* Start Excerpted data *
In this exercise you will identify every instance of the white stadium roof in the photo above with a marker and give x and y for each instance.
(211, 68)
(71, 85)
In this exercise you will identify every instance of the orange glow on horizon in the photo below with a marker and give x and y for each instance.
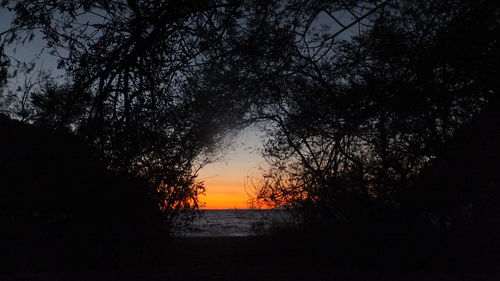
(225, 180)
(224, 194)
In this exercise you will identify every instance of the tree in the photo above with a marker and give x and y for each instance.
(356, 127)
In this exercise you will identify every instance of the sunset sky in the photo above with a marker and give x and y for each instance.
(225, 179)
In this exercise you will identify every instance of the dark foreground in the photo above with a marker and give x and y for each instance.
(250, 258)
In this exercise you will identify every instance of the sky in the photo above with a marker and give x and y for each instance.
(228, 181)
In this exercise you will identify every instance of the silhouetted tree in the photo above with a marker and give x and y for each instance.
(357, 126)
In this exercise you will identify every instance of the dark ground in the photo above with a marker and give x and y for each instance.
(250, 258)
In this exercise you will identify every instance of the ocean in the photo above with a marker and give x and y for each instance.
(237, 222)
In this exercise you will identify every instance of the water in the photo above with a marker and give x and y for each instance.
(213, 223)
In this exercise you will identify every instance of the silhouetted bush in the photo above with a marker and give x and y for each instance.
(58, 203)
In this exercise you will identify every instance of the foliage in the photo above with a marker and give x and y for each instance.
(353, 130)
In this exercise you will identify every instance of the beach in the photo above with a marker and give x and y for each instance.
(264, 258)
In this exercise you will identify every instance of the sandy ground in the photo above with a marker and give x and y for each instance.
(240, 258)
* End Excerpted data *
Direction —
Quote verbatim the line containing "the silhouetted tree" and every line after it through the end of the records above.

Answer to the task —
In this exercise you will identify every instance of the silhouetted tree in the photo above with a marker and give x and y for each instance.
(357, 126)
In this exercise you will identify every instance of the dark ground in the photo above with a marker and give x and y for each instance.
(250, 258)
In this exercise you will identify every instance of the ocean in the photo above with a marker and give x and y for each instance.
(237, 222)
In this exercise you will identify every instance of the water in the photo above with a marker and give x and y for each instance.
(213, 223)
In this exercise you will identify every instance of the silhouetted bush in the photo above with a marker and give x and y for each instance.
(58, 203)
In this exercise you will identify every instance of the foliage in the photo above with a marker and give x and y for each instance.
(353, 130)
In this exercise you will identify every instance of the beach in the photo above with a marker and give x and y for each instance.
(264, 258)
In this exercise you will identify every instance of the sandy ground in the photo above with a marker and give x and y for each instance.
(240, 258)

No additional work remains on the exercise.